Document segment:
□ □ □
With all the headlines in the news about inmate-on-staff violence in Minnesota’s prisons, one wonders if some new strain of prisoner is coming into the prisons, or if prisoners are just waking up in their cells, missing their families, regretting the choices and deciding that today they’re going to assault a prison guard.
It is going on my 13th year of confinement — most of it spent in Oak Park Heights and Stillwater prisons where most of the serious incidents are occurring — and I can say with confidence that none of that is true. The narrative that a shortage of staff, an influx of inmates, or the new Step-Down Segregation policy are causes is just as untrue.
And while many reports are intentionally exaggerated, there’s no disputing that some assaults are happening. But what is the real cause behind them?
The root cause is a lack of accountability by officers and prison officials. When a prisoner has an issue, we’re told to “write a kite,” which is a yellow piece of paper we use to correspond with all prison officials. It is also how we get our medical issues addressed, sign up for different in-facility programs, and attempt to report staff misconduct.
This “kite” system is broken, however — especially when reporting misconduct, because the person reviewing a kite is usually a friend or a relative of the person the kite is about.
□ □ □
(Dataset records)

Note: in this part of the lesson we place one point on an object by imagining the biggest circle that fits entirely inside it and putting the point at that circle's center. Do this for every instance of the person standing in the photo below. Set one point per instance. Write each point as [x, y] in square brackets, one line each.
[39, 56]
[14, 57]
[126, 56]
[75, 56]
□ □ □
Tasks for this exercise:
#1 In the essay on Minnesota prison violence, rewrite the stretch from "With all the" through "just as untrue.", swapping "prison guard" for "corrections officer".
#2 According to the essay on Minnesota prison violence, what color is the paper used to write a kite?
#3 Pick up the essay on Minnesota prison violence after its final sentence and keep writing.

Activity answers:
#1
With all the headlines in the news about inmate-on-staff violence in Minnesota’s prisons, one wonders if some new strain of prisoner is coming into the prisons, or if prisoners are just waking up in their cells, missing their families, regretting the choices and deciding that today they’re going to assault a corrections officer.
It is going on my 13th year of confinement — most of it spent in Oak Park Heights and Stillwater prisons where most of the serious incidents are occurring — and I can say with confidence that none of that is true. The narrative that a shortage of staff, an influx of inmates, or the new Step-Down Segregation policy are causes is just as untrue.

#2 Yellow

#3
I have seen prisoners get called “snitches” by staff after they found out a kite was written for their misconduct. This shows corrections officers have an expectation of not being held accountable for misconduct, or at the very least, they’re so used to not being held accountable that they’re offended when a prisoner tries. And, it shows that whatever step the higher authority took to address the issue was so inconsequential that it had no effect on the corrections officer.
Corrections officers ignoring or mistreating prisoners without accountability does result in death — but usually for prisoners. According to the Bureau of Justice Statistics, 150 prisoners died behind prison walls in Minnesota between 2005-2014. I personally was at Oak Park when three guards were in the news for falsifying their security round reports. Their falsification was an attempt to cover up their negligence that resulted in a man committing suicide after his repeated cries for help were ignored. This happened several times in the following years but didn’t make the news.
In a recent Star Tribune article by Liz Sawyer, former correctional officer Dave Campbell names staff shortages and new inmates as the reasons behind the elevated danger to guards. Here are a couple of facts that were left out of this article: In 2018, 2,771 (35.6 percent) of 7,775 total prison admissions were technical parole violators — people overfilling the prisons for minor rule violations, not new crimes. The previous three years look the same: 35.8 percent, 34.5 percent, and 32.6 percent, respectively. And, the media is leaving out the fact that there are people who have served 20, 30 and more years, but are constantly denied parole.
Why isn’t there a real push to stop sending people who haven’t committed new crimes back to prison? Why aren’t we releasing those who have served their time so we can chip away at the overcrowding which contributes to the violence?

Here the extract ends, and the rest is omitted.